==== Texte fourni ====
Cependant, je ne suis pas sûre de savoir si l’effet synergique des facteurs que vous décrivez dans votre livre fonctionnent dans un mix de 3 ETF ou s’il vaut mieux un screener qui filtre sur des critères à la fois value, momentum et small…
Ensuite, savez-vous pourquoi Morningstar indique qu’il n’est pas vendu en France, ne l’était-il pas?
20% d’émergent
10% du tracker EPRE (foncières européennes) pour l’aspect diversifiant et décorrelant (effet non avéré à chaque crise)
40% du tracker CW8 (pour inclure le japon) ou SP500. Je ne sais pas lequel choisir.
Ce qui me ferait 6 trackers, qu’en pensez-vous? J’ai peur d’être trop éloignée d’une diversification par PIB (ce qui me permettra de réduire mon exposition au dollar et aux états-unis un peu cher par rapport au reste du monde) et d’avoir trop de trackers. 1000€/mois déstabliserait trop mon alloc non?)
====
■ Exercices à faire
1. Recopiez, dans le texte sur la répartition d'un portefeuille en trackers, tout le passage qui va de « 20% d’émergent » jusqu'à « mon alloc non?) ».
2. Poursuivez le texte sur la répartition d'un portefeuille en trackers à la suite de sa dernière phrase.
==== Entrées extraites ====
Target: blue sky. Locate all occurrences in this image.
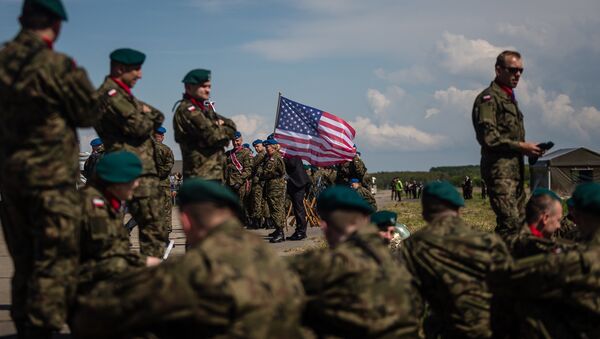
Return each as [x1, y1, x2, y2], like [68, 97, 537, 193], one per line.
[0, 0, 600, 171]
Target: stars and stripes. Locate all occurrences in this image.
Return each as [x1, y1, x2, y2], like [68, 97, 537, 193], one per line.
[275, 96, 356, 166]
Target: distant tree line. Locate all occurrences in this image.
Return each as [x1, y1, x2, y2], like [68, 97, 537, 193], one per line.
[369, 165, 529, 189]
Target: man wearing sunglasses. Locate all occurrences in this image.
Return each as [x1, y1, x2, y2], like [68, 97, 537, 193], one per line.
[473, 51, 543, 239]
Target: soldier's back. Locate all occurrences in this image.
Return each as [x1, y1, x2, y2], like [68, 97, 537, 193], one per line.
[402, 217, 510, 338]
[291, 226, 421, 338]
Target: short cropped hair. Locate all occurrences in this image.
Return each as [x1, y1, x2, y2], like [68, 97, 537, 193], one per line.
[20, 4, 61, 29]
[525, 194, 556, 224]
[496, 51, 521, 67]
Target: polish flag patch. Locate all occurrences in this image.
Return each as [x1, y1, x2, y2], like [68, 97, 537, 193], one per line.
[92, 198, 104, 207]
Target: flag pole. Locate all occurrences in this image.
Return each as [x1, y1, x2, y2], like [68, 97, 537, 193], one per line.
[273, 92, 281, 133]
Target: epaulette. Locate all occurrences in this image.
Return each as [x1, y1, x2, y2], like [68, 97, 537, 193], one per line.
[92, 198, 106, 207]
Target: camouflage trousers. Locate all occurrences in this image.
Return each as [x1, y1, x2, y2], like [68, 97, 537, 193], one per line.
[486, 178, 527, 240]
[250, 182, 265, 219]
[158, 185, 173, 236]
[0, 185, 81, 332]
[265, 179, 286, 229]
[127, 176, 169, 258]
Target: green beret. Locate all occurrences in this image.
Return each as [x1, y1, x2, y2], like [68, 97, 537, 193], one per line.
[110, 48, 146, 66]
[23, 0, 67, 21]
[181, 69, 210, 85]
[96, 151, 142, 184]
[371, 211, 398, 230]
[573, 182, 600, 215]
[423, 181, 465, 207]
[177, 178, 242, 213]
[317, 186, 375, 214]
[531, 188, 562, 201]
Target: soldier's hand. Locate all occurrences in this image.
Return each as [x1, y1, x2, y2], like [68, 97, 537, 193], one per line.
[519, 142, 544, 157]
[146, 257, 162, 267]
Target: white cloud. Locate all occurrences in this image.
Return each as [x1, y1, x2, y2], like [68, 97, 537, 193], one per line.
[231, 114, 273, 144]
[350, 117, 445, 151]
[433, 86, 483, 115]
[425, 107, 440, 119]
[374, 66, 434, 84]
[437, 32, 514, 76]
[498, 23, 548, 46]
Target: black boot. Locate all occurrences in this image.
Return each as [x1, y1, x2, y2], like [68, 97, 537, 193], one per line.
[269, 228, 285, 243]
[286, 230, 306, 241]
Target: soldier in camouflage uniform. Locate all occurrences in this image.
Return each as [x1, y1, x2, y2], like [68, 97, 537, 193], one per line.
[509, 188, 575, 258]
[154, 126, 175, 239]
[81, 138, 104, 180]
[495, 183, 600, 338]
[335, 145, 367, 185]
[173, 69, 236, 182]
[350, 178, 377, 211]
[96, 48, 168, 257]
[73, 178, 304, 339]
[77, 151, 160, 295]
[290, 186, 422, 338]
[250, 139, 267, 228]
[225, 131, 253, 214]
[472, 51, 543, 242]
[259, 139, 286, 243]
[0, 0, 97, 338]
[402, 182, 510, 338]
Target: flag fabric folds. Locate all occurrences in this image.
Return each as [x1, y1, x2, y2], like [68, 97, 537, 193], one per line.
[275, 96, 356, 166]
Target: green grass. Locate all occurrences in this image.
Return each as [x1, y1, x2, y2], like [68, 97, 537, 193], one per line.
[387, 196, 496, 233]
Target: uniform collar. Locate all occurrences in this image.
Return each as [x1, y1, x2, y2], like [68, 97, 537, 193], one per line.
[109, 77, 133, 97]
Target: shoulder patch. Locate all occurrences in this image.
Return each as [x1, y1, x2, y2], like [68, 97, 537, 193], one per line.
[92, 198, 104, 207]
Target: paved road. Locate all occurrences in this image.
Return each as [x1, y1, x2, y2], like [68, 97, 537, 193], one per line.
[0, 190, 391, 338]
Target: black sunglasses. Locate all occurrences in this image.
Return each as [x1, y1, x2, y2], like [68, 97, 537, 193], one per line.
[504, 67, 525, 74]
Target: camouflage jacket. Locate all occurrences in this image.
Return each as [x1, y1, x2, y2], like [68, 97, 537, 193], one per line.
[290, 225, 421, 338]
[335, 155, 367, 185]
[401, 216, 510, 338]
[173, 98, 236, 181]
[154, 141, 175, 187]
[72, 220, 304, 339]
[96, 77, 165, 175]
[252, 151, 267, 185]
[78, 185, 145, 293]
[472, 81, 525, 180]
[494, 232, 600, 339]
[356, 186, 377, 211]
[81, 145, 104, 180]
[225, 147, 253, 187]
[509, 224, 577, 259]
[260, 152, 286, 191]
[0, 30, 97, 189]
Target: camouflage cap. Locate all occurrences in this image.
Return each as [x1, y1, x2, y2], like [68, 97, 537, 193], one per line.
[573, 182, 600, 215]
[96, 151, 142, 184]
[23, 0, 67, 21]
[90, 138, 102, 147]
[177, 178, 242, 213]
[110, 48, 146, 66]
[181, 69, 210, 85]
[531, 188, 562, 201]
[317, 186, 374, 214]
[371, 211, 398, 230]
[423, 181, 465, 207]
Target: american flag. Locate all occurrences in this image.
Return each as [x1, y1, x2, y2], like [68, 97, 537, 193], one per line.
[275, 96, 356, 166]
====
■ Réponses fournies
1.
20% d’émergent
10% du tracker EPRE (foncières européennes) pour l’aspect diversifiant et décorrelant (effet non avéré à chaque crise)
40% du tracker CW8 (pour inclure le japon) ou SP500. Je ne sais pas lequel choisir.
Ce qui me ferait 6 trackers, qu’en pensez-vous? J’ai peur d’être trop éloignée d’une diversification par PIB (ce qui me permettra de réduire mon exposition au dollar et aux états-unis un peu cher par rapport au reste du monde) et d’avoir trop de trackers. 1000€/mois déstabliserait trop mon alloc non?)

2.
Je souhaite avoir un porte-feuille respectant une répartition géographique par PIB et en mettant du factoriel sur le coté europe. Avec 10% en immo pour le pouvoir diversifiant.
Pensez-vous que malgré le risque factoriel et le risque émergent, le drawback maxi auquel je peux m’attendre soit du même ordre qu’un simple CW8 soit -50%?
Bonsoir Elodie,
Pour mimer l’ETF SMRT vous pouvez prendre plusieurs ETF monofactoriels. Il faudrait inclure un ETF Low Vol pour vraiment mimer SMRT en plus de ceux que vous indiquez, mais je pense que si l’on veut ajouter un 4e ETF un tracker Quality fait du sens.
Cela étant les ETF monofactoriels sont européens, et il y a un ETF Multifactoriel européen toujours éligible au PEA non ?
Je préfère un screener qui mixe les différents facteurs d’un coup, mais l’approche multi etf monofactoriels fonctionnent aussi (il y en a qui préfèrent)
Si vous prenez l’etf multifactoriel europe, + du s&p500 + de l’émergent ça reste relativement simple
Pour le drawdown, je pense qu’il faut partir sur quelque chose d’équivalent à un ETF Monde oui (plus de -50%).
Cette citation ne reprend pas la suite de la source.